Photo-based referring expression data
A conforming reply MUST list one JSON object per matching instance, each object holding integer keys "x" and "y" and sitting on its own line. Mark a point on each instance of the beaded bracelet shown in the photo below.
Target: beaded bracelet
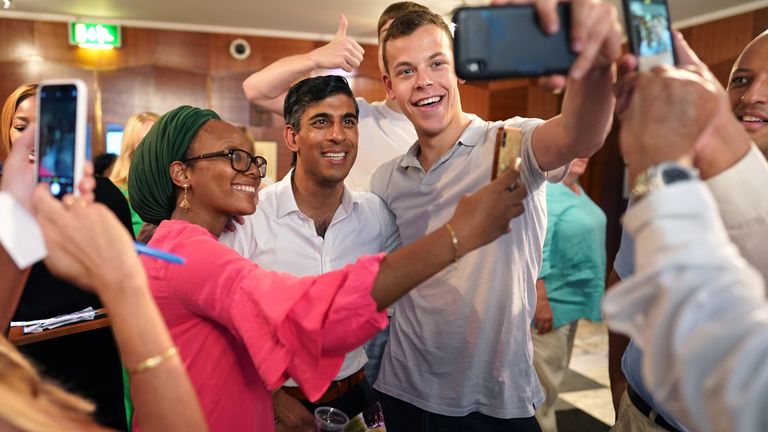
{"x": 155, "y": 361}
{"x": 454, "y": 241}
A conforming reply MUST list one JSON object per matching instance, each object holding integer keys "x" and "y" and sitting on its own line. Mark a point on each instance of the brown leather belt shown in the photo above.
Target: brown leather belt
{"x": 335, "y": 390}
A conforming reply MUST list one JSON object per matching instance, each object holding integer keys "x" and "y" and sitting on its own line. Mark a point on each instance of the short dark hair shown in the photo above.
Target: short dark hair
{"x": 310, "y": 91}
{"x": 408, "y": 23}
{"x": 395, "y": 10}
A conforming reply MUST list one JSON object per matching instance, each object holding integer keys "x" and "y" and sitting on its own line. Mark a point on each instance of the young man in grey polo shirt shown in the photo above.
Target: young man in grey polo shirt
{"x": 459, "y": 356}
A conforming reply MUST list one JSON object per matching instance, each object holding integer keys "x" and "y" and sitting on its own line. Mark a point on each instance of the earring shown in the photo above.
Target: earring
{"x": 185, "y": 205}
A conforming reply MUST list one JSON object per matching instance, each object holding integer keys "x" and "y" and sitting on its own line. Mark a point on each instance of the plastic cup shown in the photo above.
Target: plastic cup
{"x": 329, "y": 419}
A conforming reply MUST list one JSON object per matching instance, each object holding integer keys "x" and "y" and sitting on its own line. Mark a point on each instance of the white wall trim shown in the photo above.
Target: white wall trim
{"x": 720, "y": 14}
{"x": 202, "y": 28}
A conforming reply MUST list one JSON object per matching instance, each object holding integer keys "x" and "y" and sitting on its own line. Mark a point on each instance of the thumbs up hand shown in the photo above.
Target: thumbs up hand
{"x": 340, "y": 53}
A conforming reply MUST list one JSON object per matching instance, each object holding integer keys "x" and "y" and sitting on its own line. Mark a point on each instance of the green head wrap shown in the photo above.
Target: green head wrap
{"x": 150, "y": 187}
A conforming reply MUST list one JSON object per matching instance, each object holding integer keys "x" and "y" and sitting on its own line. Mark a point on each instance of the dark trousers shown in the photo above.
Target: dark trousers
{"x": 351, "y": 403}
{"x": 400, "y": 416}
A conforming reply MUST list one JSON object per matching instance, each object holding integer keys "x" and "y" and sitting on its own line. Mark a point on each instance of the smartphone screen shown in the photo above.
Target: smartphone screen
{"x": 57, "y": 129}
{"x": 649, "y": 32}
{"x": 507, "y": 41}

**WHAT THE TASK REQUIRES:**
An exact copy of the data is required, with the pictures excluded.

**OUTPUT:**
A conforming reply MUST list one JSON object per matching instance, each object holding integer keys "x" and "y" and sitting on its own line. Mark a point on each instance of the beaded bracelet shown in the photo below.
Target: beaded bracelet
{"x": 155, "y": 361}
{"x": 454, "y": 241}
A conforming reply MUST list one JSON object per matching instance, each object holding integer keys "x" and "y" and sitting on its own line. Mark a point on each instance of the brown leather belt shown in the photo above.
Target: brown leather belt
{"x": 335, "y": 390}
A conforming reply MUST list one JSON object per matching instance, each object holding integer keys "x" and "y" and sitting on its own line. Mark a point on each instance of the short dark hair shown in the photo above.
Target: short dark hair
{"x": 310, "y": 91}
{"x": 408, "y": 23}
{"x": 395, "y": 10}
A conforming reply MUST list one JSON object per matching instance, each object holding integer keys "x" and "y" and sitting on its own line. Mark a point on each instance of the young man in grey polo shirt shown in the photo above.
Target: young man in grey polo shirt
{"x": 459, "y": 356}
A conforming reply MUST list one JSON object per matching instance, each object holding integer keys "x" and "y" and sitting on its own line. Mark a point on each instance of the earring shown in the photo above.
Target: earring
{"x": 185, "y": 205}
A conforming reply MUST list one JSON object per matching instance, each object holding integer keys "x" and "y" and sitting on its own line. Mark a point on each instance of the plastic cup shown in the photo above.
Target: plastic cup
{"x": 329, "y": 419}
A conforming reply MUST list one JSON object per matching instance, each object holding integer keys "x" and "y" and sitting on its own line. Mark a point on each instance of the white wall trim shown in the photo above.
Target: white wall trim
{"x": 720, "y": 14}
{"x": 202, "y": 28}
A conforming reply MUST list one JSON object per matching instance, each object holding integer keys "x" and "y" and sitting on its own line. Mark a point on each instance of the thumbs up hand shown in the photo above.
Target: thumbs up hand
{"x": 340, "y": 53}
A conforming reply MUST list one JSON object per matching instance, each object holding integer keys "x" and "y" and sitting on its own line. Mark a point on each instance of the green head wrap shown in the photo above.
Target: green head wrap
{"x": 150, "y": 187}
A conforming reply MUST list one JSON object per matching instance, each object holding integer keys "x" and "y" and sitting on its own line. Mark a point on each instance of the dark trousers shown in the photo above.
Target: dark trousers
{"x": 351, "y": 403}
{"x": 400, "y": 416}
A conforming reply MUST list one JSON object per matching instance, each object holding integer keys "x" and "y" and sitting on its own line. Mark a point on each instance of the smartphone screen shown in the photo above.
Target: smartphone screen
{"x": 57, "y": 129}
{"x": 649, "y": 32}
{"x": 507, "y": 41}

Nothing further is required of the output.